== Segment start ==

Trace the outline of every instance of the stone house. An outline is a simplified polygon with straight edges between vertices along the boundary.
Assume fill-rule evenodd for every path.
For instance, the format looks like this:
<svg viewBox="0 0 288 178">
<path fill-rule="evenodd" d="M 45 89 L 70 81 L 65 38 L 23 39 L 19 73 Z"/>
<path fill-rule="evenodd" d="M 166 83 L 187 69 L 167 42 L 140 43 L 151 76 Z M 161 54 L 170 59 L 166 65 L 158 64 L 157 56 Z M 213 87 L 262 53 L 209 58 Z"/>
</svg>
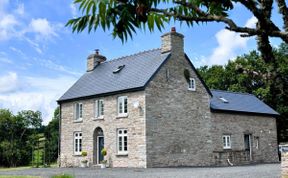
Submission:
<svg viewBox="0 0 288 178">
<path fill-rule="evenodd" d="M 276 116 L 246 93 L 210 90 L 172 29 L 159 49 L 106 61 L 58 100 L 61 167 L 222 166 L 278 161 Z M 106 148 L 103 158 L 101 149 Z"/>
</svg>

== Segment end ==

INSTRUCTIONS TO FOLLOW: No pictures belong in the copy: reproduce exactly the lines above from the one that contains "166 83 L 187" through the last line of the entries.

EXERCISE RESPONSE:
<path fill-rule="evenodd" d="M 166 83 L 187 69 L 167 42 L 140 43 L 151 76 Z M 161 54 L 170 59 L 166 65 L 158 64 L 157 56 Z M 213 87 L 262 53 L 209 58 Z"/>
</svg>
Submission:
<svg viewBox="0 0 288 178">
<path fill-rule="evenodd" d="M 276 116 L 246 93 L 210 90 L 172 29 L 159 49 L 106 61 L 58 100 L 61 167 L 222 166 L 278 161 Z M 106 148 L 103 158 L 101 149 Z"/>
</svg>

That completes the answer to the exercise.